Dataset records:
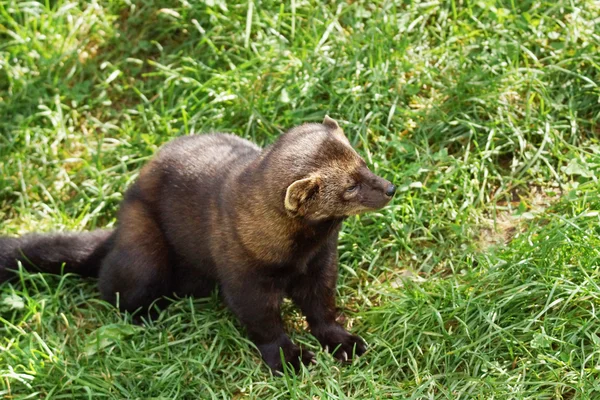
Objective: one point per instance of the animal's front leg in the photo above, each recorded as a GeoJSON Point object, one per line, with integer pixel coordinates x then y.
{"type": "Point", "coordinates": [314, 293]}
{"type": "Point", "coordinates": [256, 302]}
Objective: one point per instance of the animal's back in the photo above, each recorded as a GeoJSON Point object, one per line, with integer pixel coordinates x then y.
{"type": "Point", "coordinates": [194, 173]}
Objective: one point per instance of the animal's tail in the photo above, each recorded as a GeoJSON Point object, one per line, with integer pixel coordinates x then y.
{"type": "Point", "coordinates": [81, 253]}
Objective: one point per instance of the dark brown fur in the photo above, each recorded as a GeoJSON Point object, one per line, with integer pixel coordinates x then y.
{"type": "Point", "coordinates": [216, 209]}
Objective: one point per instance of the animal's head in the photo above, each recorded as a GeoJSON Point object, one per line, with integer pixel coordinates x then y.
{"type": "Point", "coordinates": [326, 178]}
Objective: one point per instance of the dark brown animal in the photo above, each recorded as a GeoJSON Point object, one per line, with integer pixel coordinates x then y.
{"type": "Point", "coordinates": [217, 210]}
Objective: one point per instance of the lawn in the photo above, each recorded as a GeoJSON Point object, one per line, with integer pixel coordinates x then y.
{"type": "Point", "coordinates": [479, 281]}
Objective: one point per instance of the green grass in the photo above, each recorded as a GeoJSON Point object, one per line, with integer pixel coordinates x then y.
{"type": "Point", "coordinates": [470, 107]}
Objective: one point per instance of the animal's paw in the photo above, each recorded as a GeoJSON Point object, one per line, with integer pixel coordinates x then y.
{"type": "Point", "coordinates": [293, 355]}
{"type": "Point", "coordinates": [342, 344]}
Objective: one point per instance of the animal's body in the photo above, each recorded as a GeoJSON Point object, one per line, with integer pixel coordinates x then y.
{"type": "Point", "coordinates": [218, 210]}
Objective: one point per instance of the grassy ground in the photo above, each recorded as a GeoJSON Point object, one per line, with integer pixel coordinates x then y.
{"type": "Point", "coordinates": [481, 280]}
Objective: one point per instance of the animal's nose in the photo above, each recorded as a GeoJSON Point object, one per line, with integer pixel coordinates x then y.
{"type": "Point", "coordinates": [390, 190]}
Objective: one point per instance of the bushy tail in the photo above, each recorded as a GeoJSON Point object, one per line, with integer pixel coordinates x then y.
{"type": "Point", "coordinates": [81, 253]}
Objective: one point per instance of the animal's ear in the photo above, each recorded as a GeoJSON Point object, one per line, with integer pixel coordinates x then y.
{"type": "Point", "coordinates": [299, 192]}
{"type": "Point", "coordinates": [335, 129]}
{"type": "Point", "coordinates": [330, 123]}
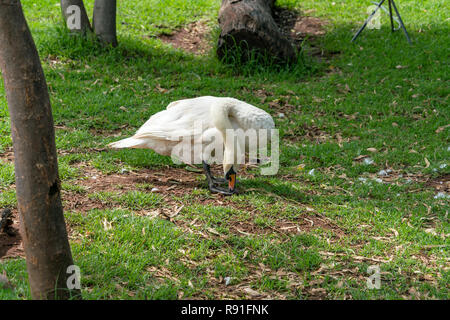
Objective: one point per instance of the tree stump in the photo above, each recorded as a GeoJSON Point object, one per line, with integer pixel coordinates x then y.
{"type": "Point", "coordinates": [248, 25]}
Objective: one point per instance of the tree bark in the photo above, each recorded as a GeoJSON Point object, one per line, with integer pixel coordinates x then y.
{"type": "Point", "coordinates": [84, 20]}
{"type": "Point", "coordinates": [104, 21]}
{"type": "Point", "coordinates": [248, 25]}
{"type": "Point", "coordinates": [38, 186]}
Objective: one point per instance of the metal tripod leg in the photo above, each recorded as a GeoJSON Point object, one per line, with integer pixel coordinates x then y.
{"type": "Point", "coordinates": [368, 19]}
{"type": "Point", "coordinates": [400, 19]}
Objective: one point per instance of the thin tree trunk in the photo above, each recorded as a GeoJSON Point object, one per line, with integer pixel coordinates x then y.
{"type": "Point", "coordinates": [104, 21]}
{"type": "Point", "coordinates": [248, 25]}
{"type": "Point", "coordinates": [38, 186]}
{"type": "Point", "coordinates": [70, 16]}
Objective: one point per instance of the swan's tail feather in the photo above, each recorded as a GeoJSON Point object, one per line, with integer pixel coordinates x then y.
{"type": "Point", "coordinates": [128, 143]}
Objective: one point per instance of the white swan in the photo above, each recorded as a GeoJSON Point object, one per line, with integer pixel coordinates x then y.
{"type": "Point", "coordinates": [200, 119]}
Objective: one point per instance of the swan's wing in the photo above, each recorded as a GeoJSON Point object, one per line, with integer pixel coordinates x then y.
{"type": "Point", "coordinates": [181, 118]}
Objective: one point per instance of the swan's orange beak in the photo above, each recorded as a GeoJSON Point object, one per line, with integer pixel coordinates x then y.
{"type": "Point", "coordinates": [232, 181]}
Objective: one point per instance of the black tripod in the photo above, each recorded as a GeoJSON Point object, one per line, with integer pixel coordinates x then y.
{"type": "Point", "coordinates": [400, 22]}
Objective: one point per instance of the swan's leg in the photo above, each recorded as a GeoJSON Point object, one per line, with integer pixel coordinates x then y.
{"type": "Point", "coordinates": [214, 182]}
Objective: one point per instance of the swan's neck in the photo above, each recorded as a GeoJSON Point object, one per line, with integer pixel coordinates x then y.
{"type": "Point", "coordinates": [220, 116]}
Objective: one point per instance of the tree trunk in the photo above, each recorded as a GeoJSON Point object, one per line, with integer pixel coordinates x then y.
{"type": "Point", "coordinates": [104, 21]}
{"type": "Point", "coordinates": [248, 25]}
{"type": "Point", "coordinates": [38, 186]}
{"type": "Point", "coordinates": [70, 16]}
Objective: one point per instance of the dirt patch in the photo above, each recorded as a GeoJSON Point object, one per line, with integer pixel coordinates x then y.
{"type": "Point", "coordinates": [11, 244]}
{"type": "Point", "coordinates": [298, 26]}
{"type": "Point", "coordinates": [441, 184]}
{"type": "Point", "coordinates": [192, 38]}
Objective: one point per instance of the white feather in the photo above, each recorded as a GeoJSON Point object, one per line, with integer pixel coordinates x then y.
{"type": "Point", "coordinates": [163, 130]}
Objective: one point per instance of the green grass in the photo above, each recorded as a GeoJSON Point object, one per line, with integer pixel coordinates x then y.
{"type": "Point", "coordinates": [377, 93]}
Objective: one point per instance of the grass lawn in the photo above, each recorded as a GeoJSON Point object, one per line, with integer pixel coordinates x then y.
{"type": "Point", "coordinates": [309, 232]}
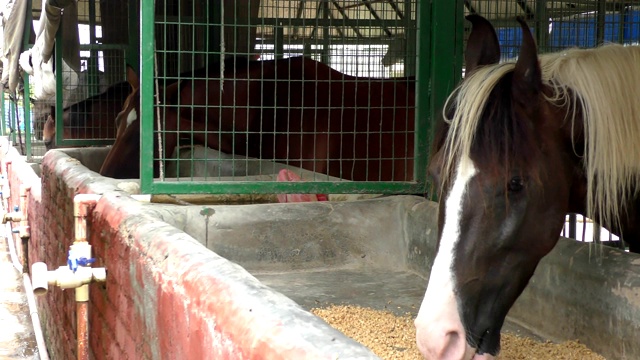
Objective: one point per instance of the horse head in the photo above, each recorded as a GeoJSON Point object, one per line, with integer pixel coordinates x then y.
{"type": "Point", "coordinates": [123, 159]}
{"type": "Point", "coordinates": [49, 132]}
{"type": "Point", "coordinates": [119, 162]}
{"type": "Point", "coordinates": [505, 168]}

Your assignment:
Each entry above should be copied word for word, with the images omitted.

Expected answer:
Objective: one point per instance of the animal's front leg in the photo above, each recorded as a GeoJSON Point object, one per line, with integer pixel coordinates x then y.
{"type": "Point", "coordinates": [314, 293]}
{"type": "Point", "coordinates": [256, 302]}
Objective: one point per instance of the animal's back in the photo above, each recorded as a GeoJSON Point object, one per line, with integer pixel coordinates x then y.
{"type": "Point", "coordinates": [194, 173]}
Objective: one point per instance of the animal's tail in the photo above, each recorded as a GeoJSON Point object, one per line, with integer pixel coordinates x then y.
{"type": "Point", "coordinates": [81, 253]}
Objective: one point per instance of the dark brown fur in the photo above, each recorded as a GeoJSON Point object, one per line, with integer pixel coordinates x then y.
{"type": "Point", "coordinates": [216, 209]}
Objective: one point per instance of the animal's head in the photo above, each recorded as a GeoJSON Point object, one per line, with integer pixel coordinates x then y.
{"type": "Point", "coordinates": [326, 178]}
Objective: one point per instance of the dark brown animal in the photo above, each recorded as a GeoJSON Point object, one per line, with integer pixel coordinates x then y.
{"type": "Point", "coordinates": [217, 210]}
Objective: one point per instance of the lawn in the photo above, each recorded as a GeoJSON Point object, one per line, with integer pixel coordinates x then y.
{"type": "Point", "coordinates": [479, 281]}
Objective: one point per instance of the green grass in the photo above, each recorded as a GeoJSON Point object, one per line, with integer pixel coordinates x then y.
{"type": "Point", "coordinates": [470, 107]}
Objective: one point per instance of the animal's paw in the photo above, each recorded as a GeoJSON Point object, one per line, with integer pixel coordinates x then y.
{"type": "Point", "coordinates": [293, 355]}
{"type": "Point", "coordinates": [342, 344]}
Objective: one point per instance of the animal's body in the photo above, each recorded as a GeoJSON Point object, one per line, with integer pixel coordinates x then y.
{"type": "Point", "coordinates": [218, 210]}
Objective: one point per instance of the grassy ground in the photo above, each recorded as a GeoJSON Point object, one per line, with integer pixel coordinates x then y.
{"type": "Point", "coordinates": [481, 280]}
Objective: one point per instance of the animal's nose in the photo above, each recorded as a GeoJSON Point object, one per line, with integer pixel coordinates x then y.
{"type": "Point", "coordinates": [390, 190]}
Objective: one point per instance of the bushy tail in the photo above, each recorded as a GeoJSON Point object, one per line, with integer pixel coordinates x then y.
{"type": "Point", "coordinates": [81, 253]}
Objective: one point per instance of the animal's ear in the photo above, each recorded as a GeoJSON Point object, one per line, with integer pixel coordinates x then y.
{"type": "Point", "coordinates": [299, 192]}
{"type": "Point", "coordinates": [335, 129]}
{"type": "Point", "coordinates": [330, 123]}
Objective: one point per instance of the tree stump in the photo above, each recorded as a GeoJSON Point object, one per line, with integer pixel coordinates x then y.
{"type": "Point", "coordinates": [248, 25]}
Objective: one point per instance of the tree bark in the photo above, each recorded as a GeoJSON Point object, one per line, with integer pixel coordinates x then y.
{"type": "Point", "coordinates": [84, 20]}
{"type": "Point", "coordinates": [104, 21]}
{"type": "Point", "coordinates": [248, 25]}
{"type": "Point", "coordinates": [38, 186]}
Objective: one point per instance of the metal tripod leg in the photo above, each recorded as a GeoJSON Point object, one per line, with integer pixel coordinates x then y.
{"type": "Point", "coordinates": [368, 19]}
{"type": "Point", "coordinates": [400, 19]}
Objective: one point per instance of the thin tree trunk in the photo above, each recorded as a GeoJSON Point object, one per line, with integer pixel coordinates x then y.
{"type": "Point", "coordinates": [104, 21]}
{"type": "Point", "coordinates": [248, 25]}
{"type": "Point", "coordinates": [38, 186]}
{"type": "Point", "coordinates": [70, 16]}
Objective: one point per instance of the swan's tail feather in the photo above, each recorded as a GeoJSON Point object, one per line, with integer pixel coordinates x then y.
{"type": "Point", "coordinates": [128, 143]}
Objective: one point per instance of the white swan in the photo above, each recorded as a GeoJSON Point object, one per line, with integer pixel coordinates x then y.
{"type": "Point", "coordinates": [200, 119]}
Objective: one point per instance of the swan's wing in the photo above, each recorded as a GeoJSON Point object, one per line, with integer pixel coordinates x then y.
{"type": "Point", "coordinates": [181, 118]}
Objective: one point per instance of the swan's orange beak in the photo above, each recorded as a GeoJSON Point object, one per line, with integer pixel coordinates x then y.
{"type": "Point", "coordinates": [232, 181]}
Objective: one point per instance of the black tripod in the photo above, each recorded as a GeoJSON Point object, one per line, with integer pixel coordinates x then y.
{"type": "Point", "coordinates": [400, 22]}
Objective: one point per instance of the swan's leg in the photo above, each recorded as a GeoJSON Point object, one per line, with integer pixel coordinates x then y.
{"type": "Point", "coordinates": [214, 182]}
Objective: one point per instance of the swan's neck in the photo above, each recorded as a GeoJSON Point object, one per line, with integer pixel coordinates x then y.
{"type": "Point", "coordinates": [220, 116]}
Objective: one point per instance of the tree trunk in the photo above, each recorded as a GeoJSON Point object, one per line, with integer pixel coordinates x then y.
{"type": "Point", "coordinates": [104, 21]}
{"type": "Point", "coordinates": [248, 25]}
{"type": "Point", "coordinates": [38, 186]}
{"type": "Point", "coordinates": [70, 16]}
Objective: one point per instance of the dirt patch in the photo above, each recorded as a GeoJSON Point object, one per line, with integer pixel coordinates x then y.
{"type": "Point", "coordinates": [11, 244]}
{"type": "Point", "coordinates": [298, 26]}
{"type": "Point", "coordinates": [441, 184]}
{"type": "Point", "coordinates": [192, 38]}
Objective: one point per instance of the white feather in the photo above, each recorded as a GeoJSON Point object, one per line, with integer pixel coordinates x then y.
{"type": "Point", "coordinates": [163, 130]}
Objective: one point per instance of the green grass in the photo above, each recorded as a GeoJSON Point object, one per line, with integer pixel coordinates x then y.
{"type": "Point", "coordinates": [377, 93]}
Objective: one point per instance of the grass lawn in the photo above, each recorded as a GeoJSON Point object, one per line, with integer pixel coordinates x then y.
{"type": "Point", "coordinates": [309, 232]}
Objective: one point per instance of the horse head in the photo above, each recorded as a GeoJSON Point object, one per line, with integer pixel coordinates x then y.
{"type": "Point", "coordinates": [123, 159]}
{"type": "Point", "coordinates": [49, 132]}
{"type": "Point", "coordinates": [119, 162]}
{"type": "Point", "coordinates": [505, 168]}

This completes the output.